◆ **Activity**
Could you extract every entry below and reproduce it exactly?

◆ **Dataset excerpts**
((
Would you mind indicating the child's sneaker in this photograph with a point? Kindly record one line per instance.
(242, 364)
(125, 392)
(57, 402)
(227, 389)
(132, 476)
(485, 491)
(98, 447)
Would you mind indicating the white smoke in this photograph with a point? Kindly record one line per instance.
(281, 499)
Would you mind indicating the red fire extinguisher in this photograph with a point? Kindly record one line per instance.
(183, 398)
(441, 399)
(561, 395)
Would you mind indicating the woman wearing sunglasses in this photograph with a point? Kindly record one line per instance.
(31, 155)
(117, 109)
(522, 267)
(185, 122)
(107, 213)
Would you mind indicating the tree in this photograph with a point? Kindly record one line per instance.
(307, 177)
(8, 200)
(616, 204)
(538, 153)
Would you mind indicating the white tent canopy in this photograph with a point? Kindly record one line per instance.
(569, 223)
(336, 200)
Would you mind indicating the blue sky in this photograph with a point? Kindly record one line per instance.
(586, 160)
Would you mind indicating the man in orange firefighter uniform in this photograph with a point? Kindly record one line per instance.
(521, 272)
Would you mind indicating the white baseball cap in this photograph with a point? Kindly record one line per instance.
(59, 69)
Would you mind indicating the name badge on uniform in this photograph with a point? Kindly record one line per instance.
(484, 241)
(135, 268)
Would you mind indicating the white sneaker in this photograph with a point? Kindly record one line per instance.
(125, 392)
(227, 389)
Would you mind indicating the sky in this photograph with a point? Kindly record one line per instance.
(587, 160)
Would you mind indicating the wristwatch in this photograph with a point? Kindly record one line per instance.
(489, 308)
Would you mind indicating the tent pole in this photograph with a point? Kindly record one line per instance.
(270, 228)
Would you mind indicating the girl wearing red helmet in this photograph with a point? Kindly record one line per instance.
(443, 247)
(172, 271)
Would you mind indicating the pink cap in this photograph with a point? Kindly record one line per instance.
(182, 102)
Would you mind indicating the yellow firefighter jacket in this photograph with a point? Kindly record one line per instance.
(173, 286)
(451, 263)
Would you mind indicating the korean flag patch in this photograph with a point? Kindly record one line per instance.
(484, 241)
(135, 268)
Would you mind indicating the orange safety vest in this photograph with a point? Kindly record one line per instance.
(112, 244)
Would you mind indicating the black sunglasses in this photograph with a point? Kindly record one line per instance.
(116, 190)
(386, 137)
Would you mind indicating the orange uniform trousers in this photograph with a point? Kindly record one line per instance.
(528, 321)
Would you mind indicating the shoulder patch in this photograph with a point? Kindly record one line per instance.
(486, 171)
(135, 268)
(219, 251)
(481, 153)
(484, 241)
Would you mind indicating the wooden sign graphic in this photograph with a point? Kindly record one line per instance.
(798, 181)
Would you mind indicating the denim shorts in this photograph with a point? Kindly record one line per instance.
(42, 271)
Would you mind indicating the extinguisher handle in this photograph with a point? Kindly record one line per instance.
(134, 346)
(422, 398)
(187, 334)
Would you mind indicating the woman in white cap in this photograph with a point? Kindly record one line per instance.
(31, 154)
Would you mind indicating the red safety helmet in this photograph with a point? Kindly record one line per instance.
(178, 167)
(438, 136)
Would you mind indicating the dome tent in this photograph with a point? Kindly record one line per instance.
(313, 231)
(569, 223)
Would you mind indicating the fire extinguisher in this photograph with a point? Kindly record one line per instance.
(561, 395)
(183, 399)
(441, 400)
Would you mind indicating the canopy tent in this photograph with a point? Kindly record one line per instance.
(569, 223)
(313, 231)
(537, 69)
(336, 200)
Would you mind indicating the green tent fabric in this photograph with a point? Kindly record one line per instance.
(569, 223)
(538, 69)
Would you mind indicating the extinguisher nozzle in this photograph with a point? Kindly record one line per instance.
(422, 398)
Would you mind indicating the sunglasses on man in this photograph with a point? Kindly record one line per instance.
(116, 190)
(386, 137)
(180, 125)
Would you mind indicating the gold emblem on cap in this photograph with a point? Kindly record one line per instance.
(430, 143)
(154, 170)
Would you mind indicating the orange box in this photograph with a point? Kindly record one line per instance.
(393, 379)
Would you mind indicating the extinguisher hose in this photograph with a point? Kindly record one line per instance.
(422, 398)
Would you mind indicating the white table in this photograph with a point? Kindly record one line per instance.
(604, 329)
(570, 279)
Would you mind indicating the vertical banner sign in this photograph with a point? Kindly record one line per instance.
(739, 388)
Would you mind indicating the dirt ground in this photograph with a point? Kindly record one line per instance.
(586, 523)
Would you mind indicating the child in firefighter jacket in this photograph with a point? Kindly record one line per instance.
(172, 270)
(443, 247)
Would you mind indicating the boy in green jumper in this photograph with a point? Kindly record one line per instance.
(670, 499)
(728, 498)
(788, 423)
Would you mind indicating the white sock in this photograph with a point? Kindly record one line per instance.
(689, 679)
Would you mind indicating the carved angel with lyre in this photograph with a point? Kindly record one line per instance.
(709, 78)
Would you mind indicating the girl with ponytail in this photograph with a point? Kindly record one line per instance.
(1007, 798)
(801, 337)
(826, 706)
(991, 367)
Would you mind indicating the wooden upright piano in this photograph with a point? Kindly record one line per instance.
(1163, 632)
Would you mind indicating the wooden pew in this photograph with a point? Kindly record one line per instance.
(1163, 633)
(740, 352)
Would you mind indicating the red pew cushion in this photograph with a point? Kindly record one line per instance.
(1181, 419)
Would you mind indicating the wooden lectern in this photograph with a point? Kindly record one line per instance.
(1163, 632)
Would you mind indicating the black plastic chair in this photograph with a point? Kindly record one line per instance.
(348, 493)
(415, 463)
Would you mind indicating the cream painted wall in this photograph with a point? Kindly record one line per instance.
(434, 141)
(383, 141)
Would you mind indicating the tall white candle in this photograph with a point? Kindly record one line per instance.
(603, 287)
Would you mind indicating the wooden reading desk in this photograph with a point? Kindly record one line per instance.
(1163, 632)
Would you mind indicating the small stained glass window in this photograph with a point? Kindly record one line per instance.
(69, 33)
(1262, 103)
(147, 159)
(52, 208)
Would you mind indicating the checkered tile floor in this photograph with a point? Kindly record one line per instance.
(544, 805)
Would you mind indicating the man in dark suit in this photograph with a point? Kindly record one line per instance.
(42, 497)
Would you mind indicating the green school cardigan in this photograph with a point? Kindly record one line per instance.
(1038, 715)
))
◆ **Result**
Would you mind indicating the child's sneaker in this photograph with a point? Kindly record one line per instance.
(242, 364)
(125, 392)
(57, 402)
(227, 389)
(132, 476)
(485, 491)
(98, 447)
Would you mind indicating the white smoke in this photograph with a point? Kindly record one line per instance.
(281, 499)
Would you mind indicating the red fire extinguisher in this photograph with a point? Kindly record one line per instance.
(183, 398)
(441, 399)
(561, 395)
Would you mind indicating the woman wearing sunglasses in this photograph with a point? Kindly record one line per instance.
(31, 155)
(117, 109)
(522, 267)
(185, 122)
(107, 213)
Would you mind indicating the tree in this photograph with a point? Kindly record one line per instance.
(307, 177)
(8, 200)
(616, 204)
(538, 153)
Would you mind indicating the white tent canopy in this photograph with a point? Kindly record one line per instance.
(569, 223)
(336, 200)
Would you mind indicating the blue sky in this photograph with a point? Kindly record one line per instance.
(586, 160)
Would you mind indicating the man in orange firefighter uniform in this photograph with a point? Kindly record one line per instance.
(521, 272)
Would you mind indicating the white baseball cap in this photograph with a point? Kindly record one line per instance.
(59, 69)
Would you mind indicating the name badge on uniform in this photograph with a point? Kindly record one line per instance.
(484, 241)
(135, 268)
Would you mind indicating the white sneaker in this photograph with a point? Kindly record one line per instance.
(125, 392)
(227, 389)
Would you mind indicating the sky in this photograph with a point? Kindly record one line per instance.
(587, 160)
Would you mind indicating the wristwatch in this photograph with a point? Kindly record one line per instance.
(489, 308)
Would you mind indicating the tent pole in this photograph with a point? Kindly record one line per instance.
(270, 228)
Would you mind indicating the girl wearing red helmet in this photograph with a point? Kindly record one line per instance.
(443, 247)
(172, 271)
Would you mind indicating the pink cap in this photograph with a point? Kindly record one line per instance.
(182, 102)
Would you mind indicating the yellow firefighter jacket in this photograph with a point? Kindly record one line per instance.
(173, 286)
(451, 263)
Would you mind indicating the korean flag patch in this photograph with a point? Kindly record one line per instance.
(484, 241)
(135, 268)
Would you mind indicating the orange safety vest in this photograph with a point? Kindly record one line per instance.
(112, 244)
Would you mind indicating the black sunglasses in this photograph with a point? Kindly record one line per instance.
(116, 190)
(386, 137)
Would you mind indicating the orange uniform trousers in this photograph with a point? Kindly record one line per instance.
(528, 321)
Would you mind indicating the shoulder patch in this photograph with a point? Kindly record one line per instance.
(486, 171)
(135, 268)
(219, 251)
(481, 153)
(484, 241)
Would you mind indicating the wooden sign graphic in this photograph with a point? Kindly record one line per instance.
(798, 181)
Would you mind indicating the denim shorts in this photograph with a point? Kindly record one line per instance.
(42, 271)
Would you mind indicating the extinguisher handle in this photograph with a point? Kindly record one line per instance.
(134, 346)
(422, 398)
(187, 334)
Would you mind indicating the woman in white cap in this photograph with a point? Kindly record one line per instance.
(31, 154)
Would you mind indicating the red safety helmet in this photograph with a point? Kindly record one line per instance.
(178, 167)
(438, 136)
Would you mind indicating the dome tent in this photograph with a point? Kindly record one line per instance.
(313, 231)
(569, 223)
Would you mind indicating the fire extinguisher in this photograph with a point? Kindly record one line per instance.
(561, 395)
(183, 399)
(441, 400)
Would you mind indicating the canopy tent in this photograph with a point? Kindly record one line per instance.
(569, 223)
(313, 231)
(537, 69)
(336, 200)
Would you mind indicating the green tent fabric in this photograph with a point? Kindly record one line per instance.
(569, 223)
(538, 69)
Would you mind indicating the extinguisher nozzle in this photograph with a point? Kindly record one line per instance.
(422, 398)
Would you mind indicating the sunglasses on man in this photograph with a point? Kindly record one line per instance.
(116, 190)
(386, 137)
(180, 125)
Would you mind indicating the gold emblem on cap in this photograph with a point? Kindly record one line per instance.
(430, 143)
(154, 170)
Would you mind indicating the orange box in this photograph with a point? Kindly record one line per instance.
(393, 379)
Would you mind indicating the extinguisher hose in this photograph with a point? Kindly record one line per instance.
(422, 398)
Would you mind indicating the white table in this photograph with a point? Kindly record one line per instance.
(604, 329)
(570, 279)
Would you mind indicating the vertical banner sign in this photograph with a point? Kindly record one line per instance.
(739, 388)
Would you mind indicating the dirt ground in this photograph with a point? Kindly record one line per instance.
(586, 523)
Would you mind indicating the child in firefighter jacket in this photograph with a point? Kindly record one line per instance.
(172, 270)
(443, 247)
Would you mind indicating the boy in green jumper in this photograph with a point? Kindly record one line per instance.
(670, 499)
(728, 498)
(788, 423)
Would you mind indicating the white sock in this photograph with a point? Kindly record one line per instance.
(689, 679)
Would you mind indicating the carved angel with lyre in this photograph with a point? Kindly record one line per instance.
(709, 78)
Would you mind indicating the girl with ponytail in this photograph with a point? Kindly record one line per instance.
(1007, 798)
(801, 337)
(826, 706)
(991, 367)
Would you mind indicating the wooden upright piano in this photograph with a point? Kindly record one line per instance.
(1163, 632)
Would you mind indicating the wooden pew in this photograph with a point? Kindly record one line per instance.
(1163, 633)
(740, 352)
Would you mind indicating the red pew cushion in this photograph with a point? Kindly record one line per instance.
(1181, 419)
Would you mind indicating the wooden lectern in this photograph with a point? Kindly record one line per instance.
(1163, 632)
Would you mind indicating the black plastic chair in this photograph with a point? Kindly record one line per instance.
(348, 493)
(415, 463)
Would you mind indicating the cream painted wall in this photograph with a point? Kindly record one line per instance.
(434, 141)
(383, 141)
Would you mind indicating the tall white candle in this photograph with a point? Kindly record one line per instance.
(603, 287)
Would you mind indicating the wooden reading desk in this photograph with a point? Kindly record one line per instance.
(1163, 632)
Would you mind indicating the small stained glass window in this photograph with a point? Kindly record one line per instance.
(69, 33)
(1262, 103)
(147, 159)
(52, 208)
Would you mind indicating the checkered tile floor in this photograph with a point? Kindly record one line per instance.
(544, 805)
Would you mind indicating the man in dark suit in this photograph with a point? Kindly record one line per instance.
(42, 497)
Would you mind indicating the green school cardigan in this photograph with a point? Kindly record one line per instance.
(1038, 715)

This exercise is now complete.